---- RECORD EXCERPTS

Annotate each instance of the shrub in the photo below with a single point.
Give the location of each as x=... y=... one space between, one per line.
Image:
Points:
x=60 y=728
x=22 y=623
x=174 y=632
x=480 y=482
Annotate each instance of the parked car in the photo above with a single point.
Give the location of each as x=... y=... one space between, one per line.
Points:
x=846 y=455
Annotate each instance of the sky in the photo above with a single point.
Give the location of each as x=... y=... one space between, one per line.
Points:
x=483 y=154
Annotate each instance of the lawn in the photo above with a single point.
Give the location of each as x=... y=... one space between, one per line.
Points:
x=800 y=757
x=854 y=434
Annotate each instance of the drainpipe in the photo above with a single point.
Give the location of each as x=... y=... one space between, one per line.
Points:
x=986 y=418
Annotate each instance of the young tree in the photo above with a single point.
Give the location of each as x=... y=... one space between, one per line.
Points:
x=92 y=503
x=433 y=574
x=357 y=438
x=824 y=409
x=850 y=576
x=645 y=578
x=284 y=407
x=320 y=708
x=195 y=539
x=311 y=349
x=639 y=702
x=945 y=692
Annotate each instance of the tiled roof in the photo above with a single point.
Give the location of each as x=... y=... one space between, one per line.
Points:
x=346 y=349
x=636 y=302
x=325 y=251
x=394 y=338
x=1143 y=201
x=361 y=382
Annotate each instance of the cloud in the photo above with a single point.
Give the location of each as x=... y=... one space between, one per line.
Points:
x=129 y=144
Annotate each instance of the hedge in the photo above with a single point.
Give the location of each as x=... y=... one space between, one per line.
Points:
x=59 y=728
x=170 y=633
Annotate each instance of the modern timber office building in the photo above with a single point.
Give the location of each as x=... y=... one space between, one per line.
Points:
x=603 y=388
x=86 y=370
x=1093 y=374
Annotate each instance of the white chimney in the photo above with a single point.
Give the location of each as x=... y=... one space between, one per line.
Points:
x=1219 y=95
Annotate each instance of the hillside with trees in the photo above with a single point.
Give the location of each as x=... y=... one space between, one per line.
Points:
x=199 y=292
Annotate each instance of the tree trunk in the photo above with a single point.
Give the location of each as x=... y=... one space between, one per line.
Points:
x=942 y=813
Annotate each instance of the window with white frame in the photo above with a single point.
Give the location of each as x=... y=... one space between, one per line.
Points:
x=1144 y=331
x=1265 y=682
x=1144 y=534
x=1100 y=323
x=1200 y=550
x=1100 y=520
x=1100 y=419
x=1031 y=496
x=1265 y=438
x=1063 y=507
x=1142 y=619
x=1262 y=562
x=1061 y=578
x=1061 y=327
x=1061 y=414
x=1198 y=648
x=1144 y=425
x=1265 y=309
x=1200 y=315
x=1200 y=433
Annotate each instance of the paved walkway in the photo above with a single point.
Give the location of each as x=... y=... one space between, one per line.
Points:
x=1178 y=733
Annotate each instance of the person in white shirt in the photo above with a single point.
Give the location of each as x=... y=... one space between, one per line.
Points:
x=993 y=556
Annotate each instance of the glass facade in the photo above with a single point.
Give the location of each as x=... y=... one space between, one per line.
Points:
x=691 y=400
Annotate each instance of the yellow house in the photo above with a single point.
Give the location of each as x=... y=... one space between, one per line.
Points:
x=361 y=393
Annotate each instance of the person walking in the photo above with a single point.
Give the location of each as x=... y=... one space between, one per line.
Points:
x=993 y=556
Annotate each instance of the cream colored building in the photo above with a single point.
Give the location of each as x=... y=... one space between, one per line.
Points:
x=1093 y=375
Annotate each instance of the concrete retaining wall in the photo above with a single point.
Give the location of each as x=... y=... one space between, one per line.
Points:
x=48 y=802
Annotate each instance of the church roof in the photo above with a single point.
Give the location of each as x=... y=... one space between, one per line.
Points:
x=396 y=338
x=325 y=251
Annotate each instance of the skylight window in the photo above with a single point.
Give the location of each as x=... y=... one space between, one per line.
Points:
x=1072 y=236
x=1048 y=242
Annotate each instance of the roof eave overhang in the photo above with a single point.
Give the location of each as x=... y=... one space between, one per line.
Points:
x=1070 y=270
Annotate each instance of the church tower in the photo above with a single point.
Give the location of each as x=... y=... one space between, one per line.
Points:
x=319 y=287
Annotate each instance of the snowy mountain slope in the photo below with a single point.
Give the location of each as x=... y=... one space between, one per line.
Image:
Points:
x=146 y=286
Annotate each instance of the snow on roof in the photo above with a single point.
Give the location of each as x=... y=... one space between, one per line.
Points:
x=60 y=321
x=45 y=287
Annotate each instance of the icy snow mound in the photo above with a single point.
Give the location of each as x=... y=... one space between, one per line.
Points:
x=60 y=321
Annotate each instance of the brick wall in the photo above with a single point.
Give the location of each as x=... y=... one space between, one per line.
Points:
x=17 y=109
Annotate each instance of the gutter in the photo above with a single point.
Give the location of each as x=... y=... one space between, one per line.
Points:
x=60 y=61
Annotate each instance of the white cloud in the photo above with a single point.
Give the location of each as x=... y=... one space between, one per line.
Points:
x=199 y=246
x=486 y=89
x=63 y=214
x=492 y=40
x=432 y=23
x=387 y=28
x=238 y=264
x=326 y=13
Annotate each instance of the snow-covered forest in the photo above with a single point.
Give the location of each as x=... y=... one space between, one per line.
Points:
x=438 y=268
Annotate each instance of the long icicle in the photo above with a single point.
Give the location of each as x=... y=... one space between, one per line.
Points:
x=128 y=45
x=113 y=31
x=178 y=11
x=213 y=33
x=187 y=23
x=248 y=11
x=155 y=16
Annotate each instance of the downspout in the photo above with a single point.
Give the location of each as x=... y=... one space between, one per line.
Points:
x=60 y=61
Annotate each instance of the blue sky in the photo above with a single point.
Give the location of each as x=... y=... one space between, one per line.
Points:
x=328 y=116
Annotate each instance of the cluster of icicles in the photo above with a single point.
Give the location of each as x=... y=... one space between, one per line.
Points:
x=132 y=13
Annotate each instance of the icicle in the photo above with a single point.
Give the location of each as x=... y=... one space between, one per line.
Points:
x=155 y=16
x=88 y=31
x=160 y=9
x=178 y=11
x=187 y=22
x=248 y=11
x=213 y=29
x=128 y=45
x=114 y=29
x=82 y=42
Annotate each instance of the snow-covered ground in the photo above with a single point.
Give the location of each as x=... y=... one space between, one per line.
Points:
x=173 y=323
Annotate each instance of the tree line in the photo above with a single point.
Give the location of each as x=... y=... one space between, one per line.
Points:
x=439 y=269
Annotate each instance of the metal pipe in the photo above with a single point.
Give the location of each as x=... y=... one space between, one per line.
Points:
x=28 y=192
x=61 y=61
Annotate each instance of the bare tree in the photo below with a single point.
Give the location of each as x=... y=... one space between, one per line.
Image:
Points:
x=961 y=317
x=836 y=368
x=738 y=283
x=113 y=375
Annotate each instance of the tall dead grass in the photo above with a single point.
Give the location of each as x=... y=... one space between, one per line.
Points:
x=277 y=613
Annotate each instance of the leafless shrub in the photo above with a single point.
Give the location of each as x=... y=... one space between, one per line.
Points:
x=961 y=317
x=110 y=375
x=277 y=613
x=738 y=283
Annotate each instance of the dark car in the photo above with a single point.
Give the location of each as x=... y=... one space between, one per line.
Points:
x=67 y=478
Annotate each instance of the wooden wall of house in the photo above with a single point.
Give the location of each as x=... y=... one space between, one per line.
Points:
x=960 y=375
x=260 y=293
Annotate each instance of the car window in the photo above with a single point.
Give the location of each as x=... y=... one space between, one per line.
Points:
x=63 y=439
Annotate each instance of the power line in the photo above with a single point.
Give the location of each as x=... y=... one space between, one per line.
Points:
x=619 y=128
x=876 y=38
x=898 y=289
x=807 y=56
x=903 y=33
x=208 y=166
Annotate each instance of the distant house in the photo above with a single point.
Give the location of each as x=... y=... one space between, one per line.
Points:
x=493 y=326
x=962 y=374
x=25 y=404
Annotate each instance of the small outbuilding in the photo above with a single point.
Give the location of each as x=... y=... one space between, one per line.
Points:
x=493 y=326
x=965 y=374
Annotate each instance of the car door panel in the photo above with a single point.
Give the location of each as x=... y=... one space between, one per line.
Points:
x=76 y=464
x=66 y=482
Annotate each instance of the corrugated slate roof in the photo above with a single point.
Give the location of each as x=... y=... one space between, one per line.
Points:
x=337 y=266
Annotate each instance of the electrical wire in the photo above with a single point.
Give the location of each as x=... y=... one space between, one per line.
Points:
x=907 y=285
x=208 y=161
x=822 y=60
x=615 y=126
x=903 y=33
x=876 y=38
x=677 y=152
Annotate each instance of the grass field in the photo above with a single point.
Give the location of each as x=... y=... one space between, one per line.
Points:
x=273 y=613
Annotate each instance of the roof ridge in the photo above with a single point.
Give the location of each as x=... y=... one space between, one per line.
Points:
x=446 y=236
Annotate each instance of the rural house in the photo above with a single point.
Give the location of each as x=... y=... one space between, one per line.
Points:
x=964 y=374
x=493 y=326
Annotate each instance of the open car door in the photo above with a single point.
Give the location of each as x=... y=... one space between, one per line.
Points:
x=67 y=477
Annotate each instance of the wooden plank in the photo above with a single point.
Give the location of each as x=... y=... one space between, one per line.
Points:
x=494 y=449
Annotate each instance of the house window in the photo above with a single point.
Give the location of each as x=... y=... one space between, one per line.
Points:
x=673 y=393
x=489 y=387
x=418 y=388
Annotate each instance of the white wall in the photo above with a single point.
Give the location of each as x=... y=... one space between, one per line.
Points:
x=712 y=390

--------

WHAT TO WORK ON:
From the records above, repeat exactly the lines from the one with "Annotate each instance of the lawn" through the one with "Annotate each instance of the young", both included.

EXERCISE RESPONSE:
Annotate each instance of the lawn in the photo above with a single point.
Give the location of each as x=... y=... one space between, one per line.
Points:
x=800 y=757
x=854 y=434
Annotate each instance of the drainpipe in the photo above with a single point.
Give the location of each as x=... y=... one space between, one per line.
Points:
x=986 y=418
Annotate each instance of the young tree in the photo above with a single point.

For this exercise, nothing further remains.